Extend the article on ventilator settings for acute lung injury patients, picking up right after its final sentence.

> _Text provided_
• • • • •

When a patient suffering from an acute lung injury enters the intensive care unit, the intensity of the injury is not the only factor that may affect their mortality. Researchers at Hopkins School of Medicine have discovered that using the optimal breath size and pressure settings on mechanical ventilators is essential to the long-term health of these patients.
Acute lung injuries (ALIs) have causes, including aspiration of food or drink, trauma, such as drowning, pneumonia and drug overdose. The most intense of form of ALI is acute respiratory distress syndrome.
The lungs of those with ALIs are very weak, and these patients must therefore use ventilators to breathe. Still, around 40 percent of the 190,000 ALI patients in the United States die in the hospital every year.
The mortality rate for ALI patients is so high because of the impaired function of the inflamed and destructed lung tissue. There is only a limited amount of functioning tissue left that is still able to fulfill the body's oxygen demands. As a result, this shrunken amount of healthy tissue becomes stressed under large breaths.
The Hopkins critical care researchers discovered that by pumping only small breaths through the ventilator tube and into the patient's lungs to keep the amount of stress and pressure down, patient death rates could be reduced by up to eight percent.
These treatment methods will not only affect in-hospital care but also continued health afterward, meaning that the almost 60 percent of ALI patients who are at high risk for death during the two ensuing years can be helped.
The importance of lung-protective ventilator settings is not exactly news; researchers have known for some time that these settings may increase short-term survival, in part by reducing inflammation and in allowing other vital organs to operate properly.

• • • • •

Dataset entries
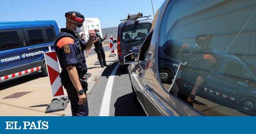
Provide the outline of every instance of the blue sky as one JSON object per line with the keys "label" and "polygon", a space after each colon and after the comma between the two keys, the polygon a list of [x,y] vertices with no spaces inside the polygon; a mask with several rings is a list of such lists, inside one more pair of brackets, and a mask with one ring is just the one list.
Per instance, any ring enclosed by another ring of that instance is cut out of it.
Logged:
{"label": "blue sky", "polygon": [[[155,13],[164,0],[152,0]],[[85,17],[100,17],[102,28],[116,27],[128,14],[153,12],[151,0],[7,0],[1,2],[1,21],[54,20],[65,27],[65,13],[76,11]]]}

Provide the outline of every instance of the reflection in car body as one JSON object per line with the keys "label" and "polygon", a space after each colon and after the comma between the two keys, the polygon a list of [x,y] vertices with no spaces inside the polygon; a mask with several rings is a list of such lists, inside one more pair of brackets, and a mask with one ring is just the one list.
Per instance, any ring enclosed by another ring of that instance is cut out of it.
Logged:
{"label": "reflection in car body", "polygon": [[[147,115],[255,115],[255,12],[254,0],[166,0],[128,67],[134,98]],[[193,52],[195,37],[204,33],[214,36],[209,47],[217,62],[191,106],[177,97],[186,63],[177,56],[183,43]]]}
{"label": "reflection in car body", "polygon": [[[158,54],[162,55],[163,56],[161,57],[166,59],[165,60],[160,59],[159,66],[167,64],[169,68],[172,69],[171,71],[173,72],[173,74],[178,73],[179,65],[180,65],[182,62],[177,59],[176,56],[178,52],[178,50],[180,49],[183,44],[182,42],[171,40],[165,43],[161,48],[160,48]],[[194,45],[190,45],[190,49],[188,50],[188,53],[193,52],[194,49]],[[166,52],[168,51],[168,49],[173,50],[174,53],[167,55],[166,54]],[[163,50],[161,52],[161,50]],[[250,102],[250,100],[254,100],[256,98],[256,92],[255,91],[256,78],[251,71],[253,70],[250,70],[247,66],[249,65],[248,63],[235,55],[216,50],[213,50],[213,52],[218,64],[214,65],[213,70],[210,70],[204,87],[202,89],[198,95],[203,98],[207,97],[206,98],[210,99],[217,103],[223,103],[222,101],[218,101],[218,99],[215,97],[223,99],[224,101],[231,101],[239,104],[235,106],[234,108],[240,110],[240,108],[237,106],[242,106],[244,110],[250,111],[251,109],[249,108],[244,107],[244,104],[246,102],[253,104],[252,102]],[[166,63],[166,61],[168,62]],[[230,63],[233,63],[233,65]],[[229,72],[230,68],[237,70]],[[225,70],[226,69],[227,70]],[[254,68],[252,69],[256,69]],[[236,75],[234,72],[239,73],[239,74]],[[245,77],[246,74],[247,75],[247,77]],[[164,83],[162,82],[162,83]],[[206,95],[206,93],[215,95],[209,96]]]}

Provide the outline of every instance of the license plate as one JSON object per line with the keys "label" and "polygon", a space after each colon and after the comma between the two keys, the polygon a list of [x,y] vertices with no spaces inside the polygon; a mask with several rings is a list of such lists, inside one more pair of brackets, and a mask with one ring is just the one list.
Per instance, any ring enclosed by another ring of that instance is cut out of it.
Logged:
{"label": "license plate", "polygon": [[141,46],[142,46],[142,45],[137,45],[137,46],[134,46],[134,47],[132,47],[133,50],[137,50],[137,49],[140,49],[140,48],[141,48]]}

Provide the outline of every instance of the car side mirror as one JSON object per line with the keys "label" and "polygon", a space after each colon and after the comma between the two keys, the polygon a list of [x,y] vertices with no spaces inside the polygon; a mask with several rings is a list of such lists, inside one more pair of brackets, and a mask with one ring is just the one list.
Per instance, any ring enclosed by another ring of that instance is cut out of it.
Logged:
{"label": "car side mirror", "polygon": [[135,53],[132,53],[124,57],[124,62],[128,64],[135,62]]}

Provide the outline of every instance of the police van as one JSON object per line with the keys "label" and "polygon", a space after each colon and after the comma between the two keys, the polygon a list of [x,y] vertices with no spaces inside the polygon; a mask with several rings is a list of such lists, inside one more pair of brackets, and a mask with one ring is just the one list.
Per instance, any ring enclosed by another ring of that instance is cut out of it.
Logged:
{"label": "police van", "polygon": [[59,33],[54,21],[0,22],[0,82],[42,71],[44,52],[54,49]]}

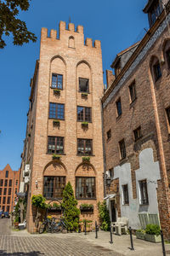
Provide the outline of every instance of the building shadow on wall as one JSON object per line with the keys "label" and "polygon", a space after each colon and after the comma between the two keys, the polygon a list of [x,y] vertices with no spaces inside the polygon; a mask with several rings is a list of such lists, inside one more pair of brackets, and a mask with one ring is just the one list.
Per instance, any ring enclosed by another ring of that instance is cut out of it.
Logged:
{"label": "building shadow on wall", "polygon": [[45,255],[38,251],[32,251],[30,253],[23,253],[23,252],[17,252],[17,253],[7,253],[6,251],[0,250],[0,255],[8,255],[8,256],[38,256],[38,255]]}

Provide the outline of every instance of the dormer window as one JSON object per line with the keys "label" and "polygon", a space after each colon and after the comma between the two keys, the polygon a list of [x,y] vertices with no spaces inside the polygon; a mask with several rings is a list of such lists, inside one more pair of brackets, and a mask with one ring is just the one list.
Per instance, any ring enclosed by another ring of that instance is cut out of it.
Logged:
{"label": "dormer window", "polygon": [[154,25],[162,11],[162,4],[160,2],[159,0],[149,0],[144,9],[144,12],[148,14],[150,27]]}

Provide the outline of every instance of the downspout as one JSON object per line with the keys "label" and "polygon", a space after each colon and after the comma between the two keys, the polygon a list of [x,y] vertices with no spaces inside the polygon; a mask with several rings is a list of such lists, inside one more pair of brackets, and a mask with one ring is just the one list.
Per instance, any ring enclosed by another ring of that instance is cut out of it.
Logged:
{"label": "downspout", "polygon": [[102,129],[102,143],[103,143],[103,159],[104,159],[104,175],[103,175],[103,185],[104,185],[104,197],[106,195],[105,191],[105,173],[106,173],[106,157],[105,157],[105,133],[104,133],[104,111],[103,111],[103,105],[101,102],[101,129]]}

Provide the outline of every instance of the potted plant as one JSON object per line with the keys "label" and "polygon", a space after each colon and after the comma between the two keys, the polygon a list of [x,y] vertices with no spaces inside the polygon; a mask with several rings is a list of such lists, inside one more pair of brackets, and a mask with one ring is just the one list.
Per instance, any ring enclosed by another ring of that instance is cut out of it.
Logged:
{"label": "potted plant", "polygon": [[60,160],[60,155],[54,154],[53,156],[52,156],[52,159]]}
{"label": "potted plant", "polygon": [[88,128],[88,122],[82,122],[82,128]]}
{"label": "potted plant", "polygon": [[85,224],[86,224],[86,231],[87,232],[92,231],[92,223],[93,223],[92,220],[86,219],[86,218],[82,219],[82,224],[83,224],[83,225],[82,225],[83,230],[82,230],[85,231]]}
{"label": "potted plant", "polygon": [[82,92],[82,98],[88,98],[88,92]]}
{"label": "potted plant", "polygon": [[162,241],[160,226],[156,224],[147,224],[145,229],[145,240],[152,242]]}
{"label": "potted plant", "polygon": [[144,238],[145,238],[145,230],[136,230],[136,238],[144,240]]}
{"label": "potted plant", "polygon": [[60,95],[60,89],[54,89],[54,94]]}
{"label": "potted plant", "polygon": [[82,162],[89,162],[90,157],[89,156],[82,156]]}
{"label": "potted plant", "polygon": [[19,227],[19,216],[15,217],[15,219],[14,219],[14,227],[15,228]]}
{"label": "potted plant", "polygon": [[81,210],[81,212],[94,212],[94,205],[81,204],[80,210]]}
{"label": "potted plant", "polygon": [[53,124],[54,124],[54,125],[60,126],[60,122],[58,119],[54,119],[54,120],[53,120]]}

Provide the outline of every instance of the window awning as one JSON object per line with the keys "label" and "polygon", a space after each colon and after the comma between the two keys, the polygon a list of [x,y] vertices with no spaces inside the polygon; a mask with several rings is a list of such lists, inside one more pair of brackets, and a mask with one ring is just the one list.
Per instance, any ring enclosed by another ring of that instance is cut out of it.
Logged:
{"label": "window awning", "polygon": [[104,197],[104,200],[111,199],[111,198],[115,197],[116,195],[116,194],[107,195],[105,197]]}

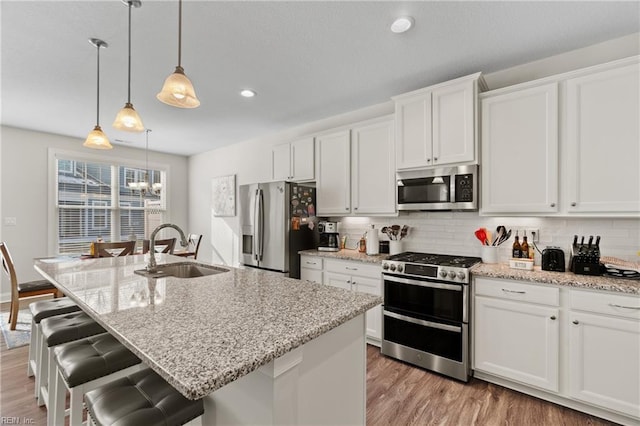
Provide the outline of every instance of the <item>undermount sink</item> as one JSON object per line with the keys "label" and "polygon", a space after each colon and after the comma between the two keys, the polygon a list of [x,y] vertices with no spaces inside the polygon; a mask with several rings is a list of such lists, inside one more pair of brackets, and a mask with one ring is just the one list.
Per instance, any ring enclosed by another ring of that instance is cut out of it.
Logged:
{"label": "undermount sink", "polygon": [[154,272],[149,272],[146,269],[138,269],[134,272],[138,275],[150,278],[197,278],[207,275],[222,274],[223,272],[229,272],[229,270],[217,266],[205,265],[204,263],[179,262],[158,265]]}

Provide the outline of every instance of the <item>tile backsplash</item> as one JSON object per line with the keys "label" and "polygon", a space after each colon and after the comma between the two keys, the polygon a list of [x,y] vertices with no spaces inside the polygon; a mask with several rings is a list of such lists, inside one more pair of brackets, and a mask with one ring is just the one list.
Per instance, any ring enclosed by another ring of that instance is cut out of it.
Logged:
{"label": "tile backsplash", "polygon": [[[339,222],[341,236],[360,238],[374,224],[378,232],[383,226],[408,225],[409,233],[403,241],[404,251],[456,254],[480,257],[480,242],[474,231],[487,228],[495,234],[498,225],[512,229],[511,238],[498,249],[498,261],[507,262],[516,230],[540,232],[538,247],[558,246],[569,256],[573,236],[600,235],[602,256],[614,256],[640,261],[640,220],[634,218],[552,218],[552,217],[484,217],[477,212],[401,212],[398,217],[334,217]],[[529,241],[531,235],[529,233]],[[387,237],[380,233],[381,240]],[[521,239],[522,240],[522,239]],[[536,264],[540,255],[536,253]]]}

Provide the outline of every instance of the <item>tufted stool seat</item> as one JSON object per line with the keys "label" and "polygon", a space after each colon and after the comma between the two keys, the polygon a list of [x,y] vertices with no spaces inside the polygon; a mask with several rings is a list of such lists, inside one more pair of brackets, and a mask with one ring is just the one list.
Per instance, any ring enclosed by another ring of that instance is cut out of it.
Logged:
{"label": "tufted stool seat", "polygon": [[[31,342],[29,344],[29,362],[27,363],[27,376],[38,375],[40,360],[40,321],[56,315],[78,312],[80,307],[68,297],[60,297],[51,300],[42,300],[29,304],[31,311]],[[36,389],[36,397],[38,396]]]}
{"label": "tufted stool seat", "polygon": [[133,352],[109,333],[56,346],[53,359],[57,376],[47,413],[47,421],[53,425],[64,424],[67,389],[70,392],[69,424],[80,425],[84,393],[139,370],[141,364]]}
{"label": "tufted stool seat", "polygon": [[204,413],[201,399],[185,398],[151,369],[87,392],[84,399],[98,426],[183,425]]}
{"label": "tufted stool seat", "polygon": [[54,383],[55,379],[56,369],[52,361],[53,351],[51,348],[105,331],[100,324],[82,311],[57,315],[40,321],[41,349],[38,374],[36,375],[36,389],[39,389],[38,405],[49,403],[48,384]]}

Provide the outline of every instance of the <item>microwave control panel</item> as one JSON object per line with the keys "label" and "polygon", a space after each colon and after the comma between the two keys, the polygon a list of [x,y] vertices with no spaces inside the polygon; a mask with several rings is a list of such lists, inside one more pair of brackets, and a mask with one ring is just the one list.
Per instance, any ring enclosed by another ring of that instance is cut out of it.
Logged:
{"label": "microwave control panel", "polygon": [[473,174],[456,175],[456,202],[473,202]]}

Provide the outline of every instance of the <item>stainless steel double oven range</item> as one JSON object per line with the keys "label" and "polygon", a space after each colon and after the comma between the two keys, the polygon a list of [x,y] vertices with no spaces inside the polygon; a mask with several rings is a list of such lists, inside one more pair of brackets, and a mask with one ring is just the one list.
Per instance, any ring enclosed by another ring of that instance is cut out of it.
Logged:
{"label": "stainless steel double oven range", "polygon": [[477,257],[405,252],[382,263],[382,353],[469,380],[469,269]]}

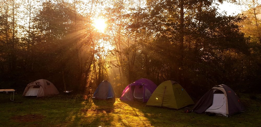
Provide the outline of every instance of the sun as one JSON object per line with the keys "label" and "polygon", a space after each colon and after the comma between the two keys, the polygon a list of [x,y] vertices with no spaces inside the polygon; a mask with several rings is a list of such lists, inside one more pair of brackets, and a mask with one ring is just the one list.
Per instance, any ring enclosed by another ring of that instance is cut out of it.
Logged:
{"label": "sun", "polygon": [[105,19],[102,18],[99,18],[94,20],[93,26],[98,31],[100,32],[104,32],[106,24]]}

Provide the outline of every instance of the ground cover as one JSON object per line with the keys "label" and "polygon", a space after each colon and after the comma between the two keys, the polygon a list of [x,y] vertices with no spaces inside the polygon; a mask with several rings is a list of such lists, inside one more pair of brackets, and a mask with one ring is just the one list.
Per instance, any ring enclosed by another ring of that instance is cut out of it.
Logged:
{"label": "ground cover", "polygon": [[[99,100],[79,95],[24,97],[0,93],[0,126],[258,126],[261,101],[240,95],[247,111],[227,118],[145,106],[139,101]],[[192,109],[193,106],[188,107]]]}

• • • • •

> _Response for this exercise_
However, the Hopkins researchers discovered that 59 percent of the 6,240 ventilators examined during this study were not functioning under the lung-protective settings.
In fact, they also showed that with each unit increase in the ventilator's tidal volume during the patient's stay at the hospital, the mortality risk over two years rose a frightening 18 percent. Tidal volume is the amount of air one normal inhales and exhales without exerting extra effort. It is measured in milliliters per kilogram of patient predicted body weight.
Reasons for the lack of ideal treatment include the challenge of rapidly recognizing an acute lung injury before starting standard treatment and generating a proper tidal volume setting.
The study, which was published in the British Medical Journal, examined over 450 cases of patients with acute lung injury during their time in the ICU at one of four Baltimore hospitals. Moreover, the researchers continued to study the patients, most of whom were over the age of 50, for two years after their treatment.
The National Institutes of Health and the Canadian Institutes of Health Research funded this research. Further study will involve "quality of life" analysis for patients past the two-year mark, so that ventilator effects can be more closely examined, and long-term patient health may be improved.